● **Work to complete**: Please show each line of the material that contains the string "branch", copied in full.

● **Listed records**:
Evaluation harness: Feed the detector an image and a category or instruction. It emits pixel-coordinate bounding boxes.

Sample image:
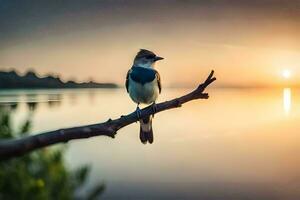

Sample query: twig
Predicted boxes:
[0,71,216,160]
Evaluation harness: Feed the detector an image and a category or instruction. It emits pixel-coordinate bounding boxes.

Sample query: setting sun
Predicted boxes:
[282,69,292,79]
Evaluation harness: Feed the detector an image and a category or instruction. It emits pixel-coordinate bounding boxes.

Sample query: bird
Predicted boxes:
[125,49,164,144]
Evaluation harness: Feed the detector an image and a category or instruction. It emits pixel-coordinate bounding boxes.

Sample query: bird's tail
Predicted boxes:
[140,115,153,144]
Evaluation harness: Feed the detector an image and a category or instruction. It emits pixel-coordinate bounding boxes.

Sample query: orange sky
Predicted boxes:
[0,0,300,86]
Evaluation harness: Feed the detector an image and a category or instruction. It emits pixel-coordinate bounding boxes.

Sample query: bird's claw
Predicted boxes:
[151,102,157,118]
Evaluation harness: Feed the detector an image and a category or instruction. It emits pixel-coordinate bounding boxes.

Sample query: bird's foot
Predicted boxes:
[151,102,157,118]
[135,106,142,119]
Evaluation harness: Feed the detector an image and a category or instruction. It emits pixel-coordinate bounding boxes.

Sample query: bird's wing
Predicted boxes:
[155,71,161,94]
[125,69,132,92]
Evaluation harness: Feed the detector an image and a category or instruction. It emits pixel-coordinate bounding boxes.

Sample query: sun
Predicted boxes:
[281,69,292,79]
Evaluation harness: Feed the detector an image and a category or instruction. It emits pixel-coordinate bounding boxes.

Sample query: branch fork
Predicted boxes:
[0,71,216,160]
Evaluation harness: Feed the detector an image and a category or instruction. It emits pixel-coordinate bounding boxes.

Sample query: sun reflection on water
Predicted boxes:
[283,88,292,114]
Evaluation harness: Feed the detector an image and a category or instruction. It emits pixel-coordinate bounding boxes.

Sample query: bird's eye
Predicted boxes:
[146,55,155,60]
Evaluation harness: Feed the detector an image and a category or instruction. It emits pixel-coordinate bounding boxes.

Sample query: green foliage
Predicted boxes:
[0,107,104,200]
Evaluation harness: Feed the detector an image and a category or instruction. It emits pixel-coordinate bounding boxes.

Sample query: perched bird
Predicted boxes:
[126,49,163,144]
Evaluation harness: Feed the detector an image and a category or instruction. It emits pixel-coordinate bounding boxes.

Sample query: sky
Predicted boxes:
[0,0,300,87]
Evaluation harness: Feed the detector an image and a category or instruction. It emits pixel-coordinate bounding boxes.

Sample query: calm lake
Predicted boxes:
[0,88,300,199]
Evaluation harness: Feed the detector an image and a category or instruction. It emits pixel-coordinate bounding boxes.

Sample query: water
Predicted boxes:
[0,88,300,199]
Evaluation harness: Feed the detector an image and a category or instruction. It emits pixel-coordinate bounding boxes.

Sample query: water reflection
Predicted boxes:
[0,88,300,199]
[283,88,292,114]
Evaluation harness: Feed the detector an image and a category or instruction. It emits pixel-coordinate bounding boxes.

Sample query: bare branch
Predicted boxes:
[0,71,216,160]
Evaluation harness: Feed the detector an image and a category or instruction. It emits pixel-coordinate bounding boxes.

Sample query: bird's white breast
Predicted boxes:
[128,77,159,104]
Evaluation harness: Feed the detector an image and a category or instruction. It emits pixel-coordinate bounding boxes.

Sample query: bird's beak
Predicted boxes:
[154,56,164,61]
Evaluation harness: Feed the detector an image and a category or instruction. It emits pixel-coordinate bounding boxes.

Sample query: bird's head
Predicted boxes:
[133,49,164,68]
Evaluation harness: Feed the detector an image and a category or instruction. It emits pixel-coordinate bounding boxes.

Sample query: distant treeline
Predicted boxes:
[0,71,118,89]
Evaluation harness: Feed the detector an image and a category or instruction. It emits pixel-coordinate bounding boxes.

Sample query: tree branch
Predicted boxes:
[0,71,216,160]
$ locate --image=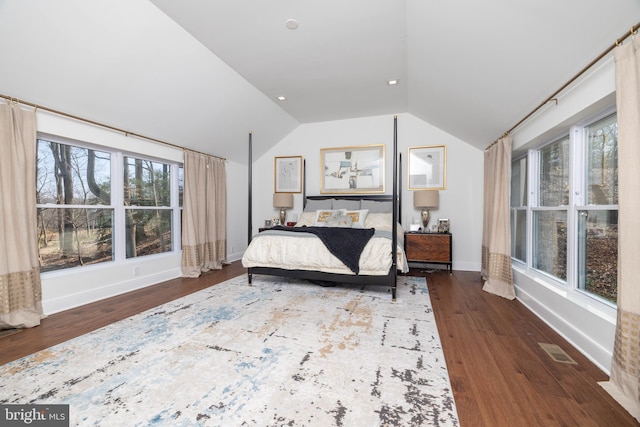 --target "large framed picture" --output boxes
[409,145,447,190]
[273,156,302,193]
[320,144,385,194]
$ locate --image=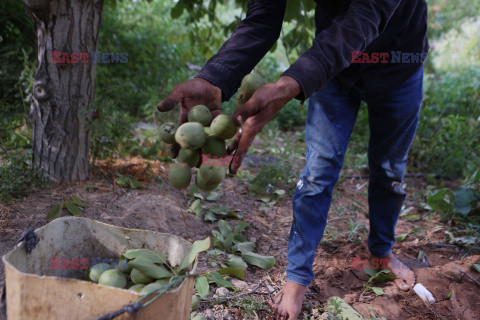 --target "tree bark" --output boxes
[23,0,103,183]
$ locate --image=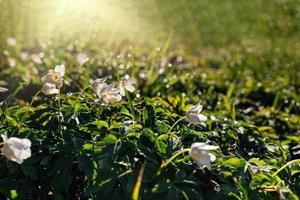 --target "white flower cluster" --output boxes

● **Solution for this exercise**:
Sample query: branch fork
Sample query: bare branch
Sample query: tree branch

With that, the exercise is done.